> Aim of the exercise:
Extract, word for word, the lines of the items that begin with the line containing "Find the black" and run through the last line of the items, including both ends.

── Stored records ──

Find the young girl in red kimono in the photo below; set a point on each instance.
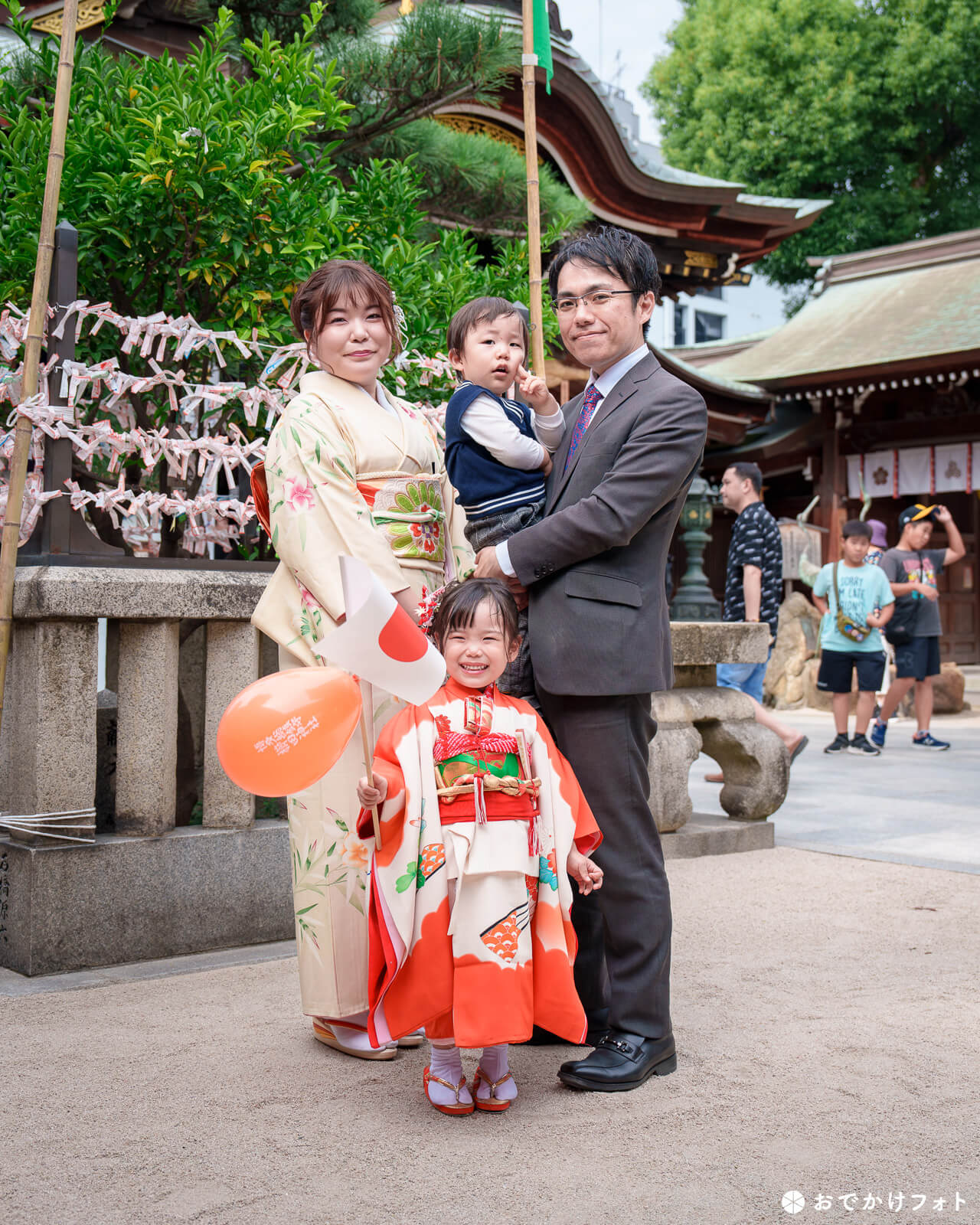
(483, 824)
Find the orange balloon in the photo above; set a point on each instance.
(286, 730)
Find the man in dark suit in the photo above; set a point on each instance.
(600, 636)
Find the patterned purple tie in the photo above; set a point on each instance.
(590, 403)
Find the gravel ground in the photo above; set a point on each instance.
(827, 1023)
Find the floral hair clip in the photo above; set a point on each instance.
(429, 606)
(401, 322)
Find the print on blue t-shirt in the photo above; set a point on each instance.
(863, 590)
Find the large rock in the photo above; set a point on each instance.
(795, 645)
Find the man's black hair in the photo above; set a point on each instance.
(746, 471)
(619, 253)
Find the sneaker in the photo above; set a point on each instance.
(926, 740)
(863, 747)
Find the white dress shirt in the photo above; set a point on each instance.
(488, 424)
(606, 383)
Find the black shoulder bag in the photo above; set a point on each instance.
(900, 630)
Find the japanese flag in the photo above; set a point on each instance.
(380, 642)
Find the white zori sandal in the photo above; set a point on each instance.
(351, 1041)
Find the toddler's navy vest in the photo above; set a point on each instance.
(484, 484)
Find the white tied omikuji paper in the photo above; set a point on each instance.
(375, 622)
(187, 447)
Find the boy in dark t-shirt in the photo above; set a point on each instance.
(753, 581)
(913, 569)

───

> Reply:
Find the black shoulder bag in the photo above; set a point on each instance.
(900, 630)
Find the japanese flag in the photo above; set a point on each instance.
(380, 642)
Find the white zori sandal in the photo above; set a point on each instance.
(351, 1041)
Find the toddler's navy vest in the photo above; set a point on each instance.
(484, 484)
Find the white tied omikuji paper in the photo above; set a point on each instance.
(375, 622)
(187, 447)
Find the boy in dark t-shirt in the photo above; set a point on each instance.
(753, 581)
(913, 569)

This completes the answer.